**Work instructions:**
Report, as a number alone, how many lines below contain the string "crowd".

**Data for analysis:**
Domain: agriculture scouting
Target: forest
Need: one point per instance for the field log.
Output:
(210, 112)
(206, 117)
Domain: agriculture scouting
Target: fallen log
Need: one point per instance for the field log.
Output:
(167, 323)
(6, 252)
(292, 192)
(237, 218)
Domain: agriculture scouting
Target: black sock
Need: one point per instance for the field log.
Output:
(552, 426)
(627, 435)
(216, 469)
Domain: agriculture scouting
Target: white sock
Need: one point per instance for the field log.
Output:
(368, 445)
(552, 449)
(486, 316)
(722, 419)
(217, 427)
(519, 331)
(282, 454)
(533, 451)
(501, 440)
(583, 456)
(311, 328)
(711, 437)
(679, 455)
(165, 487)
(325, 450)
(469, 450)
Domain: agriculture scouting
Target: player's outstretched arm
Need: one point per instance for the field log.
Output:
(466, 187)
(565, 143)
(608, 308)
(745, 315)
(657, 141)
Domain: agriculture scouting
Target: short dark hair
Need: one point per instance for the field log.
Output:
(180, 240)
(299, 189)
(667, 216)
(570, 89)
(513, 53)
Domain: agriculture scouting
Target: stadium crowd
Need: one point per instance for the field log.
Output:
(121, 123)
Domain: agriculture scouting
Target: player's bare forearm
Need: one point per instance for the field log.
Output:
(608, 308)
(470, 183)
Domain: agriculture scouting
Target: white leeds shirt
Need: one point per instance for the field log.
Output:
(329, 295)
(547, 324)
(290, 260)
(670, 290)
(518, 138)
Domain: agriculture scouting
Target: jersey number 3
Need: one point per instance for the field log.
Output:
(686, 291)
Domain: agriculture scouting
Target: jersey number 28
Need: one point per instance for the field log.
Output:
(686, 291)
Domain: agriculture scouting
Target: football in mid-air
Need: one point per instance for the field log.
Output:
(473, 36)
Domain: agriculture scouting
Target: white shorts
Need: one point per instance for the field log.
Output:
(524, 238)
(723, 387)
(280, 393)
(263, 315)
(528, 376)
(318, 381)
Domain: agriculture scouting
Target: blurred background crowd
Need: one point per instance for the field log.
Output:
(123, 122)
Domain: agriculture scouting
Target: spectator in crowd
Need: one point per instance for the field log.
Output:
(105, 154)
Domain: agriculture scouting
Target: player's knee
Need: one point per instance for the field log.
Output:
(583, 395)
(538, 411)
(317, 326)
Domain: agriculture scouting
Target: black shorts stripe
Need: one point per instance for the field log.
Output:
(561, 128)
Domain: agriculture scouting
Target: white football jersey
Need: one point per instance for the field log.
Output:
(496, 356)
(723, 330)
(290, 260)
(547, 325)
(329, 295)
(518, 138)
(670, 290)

**Result of the exercise:**
3